What you will do:
The lines to repeat are those below from the one containing "<point>610,669</point>" down to the one containing "<point>1048,482</point>", both included; reproduce them exactly and nothing else.

Data listing:
□ □ □ □ □ □ □
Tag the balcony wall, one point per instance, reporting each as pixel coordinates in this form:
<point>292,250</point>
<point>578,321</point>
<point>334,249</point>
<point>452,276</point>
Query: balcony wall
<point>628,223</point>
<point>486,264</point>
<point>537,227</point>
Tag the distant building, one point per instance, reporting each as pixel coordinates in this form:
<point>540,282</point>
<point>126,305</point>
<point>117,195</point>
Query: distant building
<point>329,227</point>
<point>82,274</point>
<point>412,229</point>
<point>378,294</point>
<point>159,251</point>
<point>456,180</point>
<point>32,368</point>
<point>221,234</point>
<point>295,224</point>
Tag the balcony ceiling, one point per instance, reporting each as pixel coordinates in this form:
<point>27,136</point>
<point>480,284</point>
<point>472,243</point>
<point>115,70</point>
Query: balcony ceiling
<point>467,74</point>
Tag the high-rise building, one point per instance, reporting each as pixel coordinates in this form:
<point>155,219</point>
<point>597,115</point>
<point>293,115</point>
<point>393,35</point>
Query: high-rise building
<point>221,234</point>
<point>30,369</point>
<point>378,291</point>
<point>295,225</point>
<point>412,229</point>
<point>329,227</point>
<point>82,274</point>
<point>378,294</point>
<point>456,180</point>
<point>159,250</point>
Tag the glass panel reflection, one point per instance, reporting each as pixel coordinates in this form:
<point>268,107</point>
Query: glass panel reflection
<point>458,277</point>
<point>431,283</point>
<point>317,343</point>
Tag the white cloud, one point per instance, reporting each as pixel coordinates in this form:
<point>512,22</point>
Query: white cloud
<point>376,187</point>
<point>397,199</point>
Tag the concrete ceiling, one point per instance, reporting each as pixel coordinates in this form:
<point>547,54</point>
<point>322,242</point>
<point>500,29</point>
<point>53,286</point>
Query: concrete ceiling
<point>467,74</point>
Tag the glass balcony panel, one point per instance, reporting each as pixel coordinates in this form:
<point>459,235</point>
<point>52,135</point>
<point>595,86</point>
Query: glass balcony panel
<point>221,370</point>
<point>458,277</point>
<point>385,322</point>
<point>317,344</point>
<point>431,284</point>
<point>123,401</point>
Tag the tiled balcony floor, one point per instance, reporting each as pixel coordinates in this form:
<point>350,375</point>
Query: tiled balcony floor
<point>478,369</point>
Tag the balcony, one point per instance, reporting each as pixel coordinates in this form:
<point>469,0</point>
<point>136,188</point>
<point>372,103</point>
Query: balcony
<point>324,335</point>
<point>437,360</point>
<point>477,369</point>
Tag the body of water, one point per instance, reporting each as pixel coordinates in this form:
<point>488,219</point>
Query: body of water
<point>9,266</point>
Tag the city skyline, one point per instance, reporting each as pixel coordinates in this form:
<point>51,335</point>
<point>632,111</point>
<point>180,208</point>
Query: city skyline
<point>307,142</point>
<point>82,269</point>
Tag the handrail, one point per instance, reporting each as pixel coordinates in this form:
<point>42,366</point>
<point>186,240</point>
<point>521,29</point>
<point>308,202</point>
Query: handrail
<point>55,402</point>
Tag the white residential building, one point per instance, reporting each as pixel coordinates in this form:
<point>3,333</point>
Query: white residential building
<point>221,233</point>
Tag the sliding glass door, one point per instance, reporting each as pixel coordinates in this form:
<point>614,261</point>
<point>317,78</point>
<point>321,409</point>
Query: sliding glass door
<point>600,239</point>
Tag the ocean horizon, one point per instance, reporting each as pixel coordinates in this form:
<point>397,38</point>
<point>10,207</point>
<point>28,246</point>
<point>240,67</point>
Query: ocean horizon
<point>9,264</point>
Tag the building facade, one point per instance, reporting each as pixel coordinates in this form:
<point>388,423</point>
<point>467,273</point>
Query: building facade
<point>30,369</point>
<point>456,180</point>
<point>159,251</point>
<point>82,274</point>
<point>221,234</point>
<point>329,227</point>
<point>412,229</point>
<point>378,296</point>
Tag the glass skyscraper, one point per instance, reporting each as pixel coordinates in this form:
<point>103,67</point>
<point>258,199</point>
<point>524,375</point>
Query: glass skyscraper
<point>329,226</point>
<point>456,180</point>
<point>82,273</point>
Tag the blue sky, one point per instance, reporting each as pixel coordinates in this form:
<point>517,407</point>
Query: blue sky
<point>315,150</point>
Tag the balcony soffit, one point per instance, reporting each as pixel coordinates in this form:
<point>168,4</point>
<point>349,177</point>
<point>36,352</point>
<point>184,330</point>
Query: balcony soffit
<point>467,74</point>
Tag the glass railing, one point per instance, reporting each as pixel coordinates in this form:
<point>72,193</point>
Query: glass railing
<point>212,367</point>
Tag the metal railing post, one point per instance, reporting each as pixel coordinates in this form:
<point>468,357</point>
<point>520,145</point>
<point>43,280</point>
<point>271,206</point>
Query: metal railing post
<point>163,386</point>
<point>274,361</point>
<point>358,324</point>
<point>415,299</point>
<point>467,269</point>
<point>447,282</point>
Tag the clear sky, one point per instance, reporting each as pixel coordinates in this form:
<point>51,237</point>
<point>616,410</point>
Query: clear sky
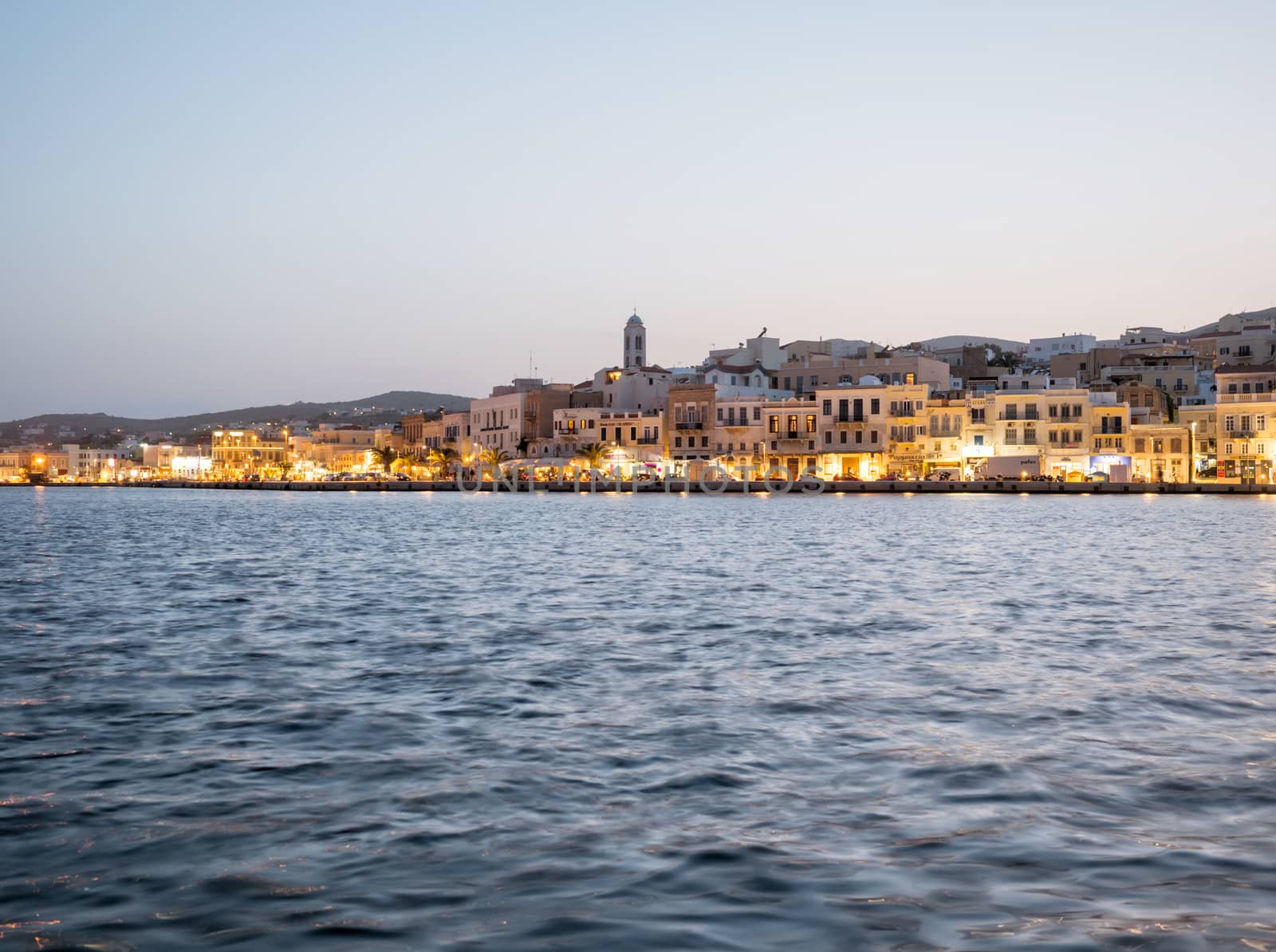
<point>207,206</point>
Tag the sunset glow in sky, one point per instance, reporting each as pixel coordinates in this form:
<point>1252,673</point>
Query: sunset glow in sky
<point>212,206</point>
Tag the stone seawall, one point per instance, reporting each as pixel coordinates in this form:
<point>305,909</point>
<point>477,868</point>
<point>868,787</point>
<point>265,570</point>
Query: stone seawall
<point>678,486</point>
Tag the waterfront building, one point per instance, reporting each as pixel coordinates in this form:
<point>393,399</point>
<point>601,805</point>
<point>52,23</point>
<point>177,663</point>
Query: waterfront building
<point>238,453</point>
<point>793,438</point>
<point>96,463</point>
<point>14,463</point>
<point>514,415</point>
<point>176,461</point>
<point>631,435</point>
<point>689,427</point>
<point>1201,423</point>
<point>1246,414</point>
<point>1160,452</point>
<point>739,433</point>
<point>817,370</point>
<point>946,421</point>
<point>908,427</point>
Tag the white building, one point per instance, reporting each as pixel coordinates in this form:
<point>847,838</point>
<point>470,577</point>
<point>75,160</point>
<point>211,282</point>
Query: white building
<point>1042,348</point>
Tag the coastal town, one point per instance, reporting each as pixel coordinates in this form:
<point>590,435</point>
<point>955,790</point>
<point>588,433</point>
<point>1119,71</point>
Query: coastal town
<point>1150,406</point>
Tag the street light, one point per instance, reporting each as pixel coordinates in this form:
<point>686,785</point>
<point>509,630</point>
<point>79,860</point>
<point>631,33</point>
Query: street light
<point>1192,453</point>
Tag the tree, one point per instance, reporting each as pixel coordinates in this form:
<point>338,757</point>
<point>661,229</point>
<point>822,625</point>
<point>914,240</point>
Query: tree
<point>494,457</point>
<point>593,454</point>
<point>442,459</point>
<point>386,456</point>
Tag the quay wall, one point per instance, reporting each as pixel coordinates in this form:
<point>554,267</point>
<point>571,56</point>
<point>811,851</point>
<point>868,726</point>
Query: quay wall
<point>678,486</point>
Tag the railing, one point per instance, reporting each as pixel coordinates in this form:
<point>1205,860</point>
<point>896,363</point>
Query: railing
<point>1265,397</point>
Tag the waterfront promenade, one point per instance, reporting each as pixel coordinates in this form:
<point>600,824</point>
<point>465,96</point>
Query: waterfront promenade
<point>706,488</point>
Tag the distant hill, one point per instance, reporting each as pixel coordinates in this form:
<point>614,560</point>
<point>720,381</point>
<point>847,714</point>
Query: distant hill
<point>384,407</point>
<point>939,344</point>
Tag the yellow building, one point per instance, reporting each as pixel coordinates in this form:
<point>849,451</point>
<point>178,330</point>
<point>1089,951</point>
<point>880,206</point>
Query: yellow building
<point>246,453</point>
<point>1160,452</point>
<point>1247,423</point>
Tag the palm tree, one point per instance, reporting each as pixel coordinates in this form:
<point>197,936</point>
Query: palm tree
<point>442,459</point>
<point>593,454</point>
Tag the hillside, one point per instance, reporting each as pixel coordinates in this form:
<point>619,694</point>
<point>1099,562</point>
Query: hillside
<point>973,341</point>
<point>383,407</point>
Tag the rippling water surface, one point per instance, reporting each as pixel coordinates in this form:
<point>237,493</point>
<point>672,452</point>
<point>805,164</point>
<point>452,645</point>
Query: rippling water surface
<point>274,720</point>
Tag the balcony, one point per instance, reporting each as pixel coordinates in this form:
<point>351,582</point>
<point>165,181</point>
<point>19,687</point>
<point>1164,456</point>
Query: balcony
<point>795,437</point>
<point>1262,397</point>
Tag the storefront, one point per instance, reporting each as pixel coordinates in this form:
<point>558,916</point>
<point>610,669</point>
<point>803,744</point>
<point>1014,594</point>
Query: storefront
<point>1116,469</point>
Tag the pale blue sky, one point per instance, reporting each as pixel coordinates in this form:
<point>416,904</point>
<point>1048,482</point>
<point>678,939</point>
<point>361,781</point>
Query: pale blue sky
<point>208,206</point>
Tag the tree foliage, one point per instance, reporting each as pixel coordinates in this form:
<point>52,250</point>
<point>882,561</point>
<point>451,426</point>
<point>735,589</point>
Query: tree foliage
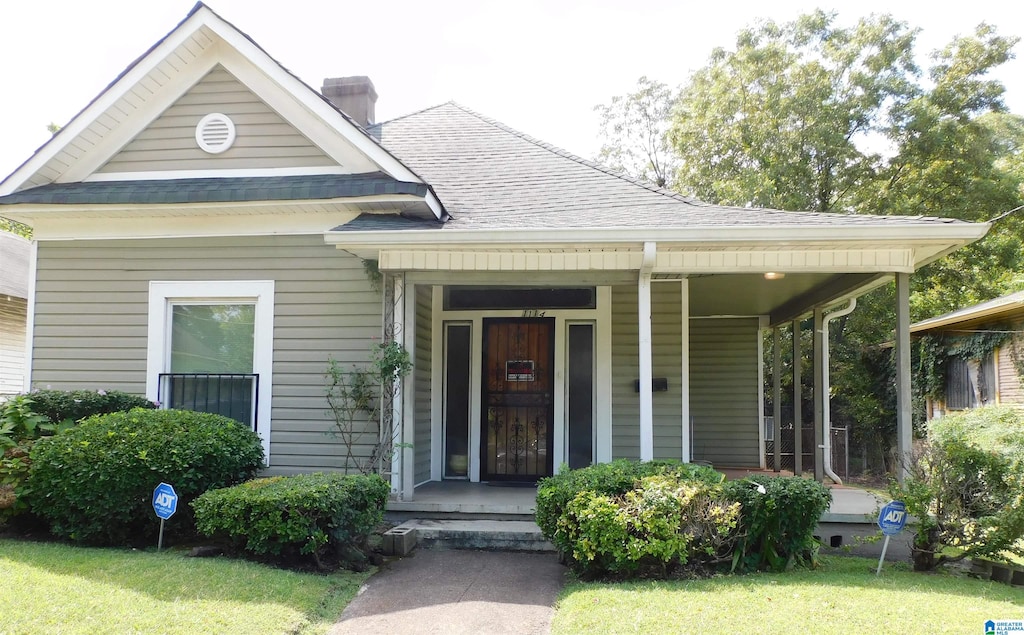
<point>813,115</point>
<point>633,133</point>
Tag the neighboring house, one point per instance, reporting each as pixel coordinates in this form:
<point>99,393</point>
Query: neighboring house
<point>14,257</point>
<point>995,379</point>
<point>206,218</point>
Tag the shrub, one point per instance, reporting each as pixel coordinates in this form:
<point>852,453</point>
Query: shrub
<point>94,481</point>
<point>777,520</point>
<point>969,502</point>
<point>19,427</point>
<point>308,513</point>
<point>996,428</point>
<point>662,523</point>
<point>60,406</point>
<point>612,479</point>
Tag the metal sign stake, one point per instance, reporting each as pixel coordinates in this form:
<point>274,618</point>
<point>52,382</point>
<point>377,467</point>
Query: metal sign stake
<point>882,558</point>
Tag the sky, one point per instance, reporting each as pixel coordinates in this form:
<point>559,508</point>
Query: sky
<point>539,66</point>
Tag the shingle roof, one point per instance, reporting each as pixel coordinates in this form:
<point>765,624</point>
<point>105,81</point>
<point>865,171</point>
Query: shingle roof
<point>491,176</point>
<point>217,189</point>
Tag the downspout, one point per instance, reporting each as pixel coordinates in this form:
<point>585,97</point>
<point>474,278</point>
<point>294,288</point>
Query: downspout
<point>826,401</point>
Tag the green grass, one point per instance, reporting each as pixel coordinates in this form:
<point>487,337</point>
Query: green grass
<point>842,596</point>
<point>51,588</point>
□ □ □ □ □ □ □
Problem solution:
<point>610,669</point>
<point>803,744</point>
<point>1014,594</point>
Query: storefront
<point>1116,469</point>
Tag the pale blue sky, one point per instance, reporting each as pixel coordinates in this form:
<point>416,904</point>
<point>1048,482</point>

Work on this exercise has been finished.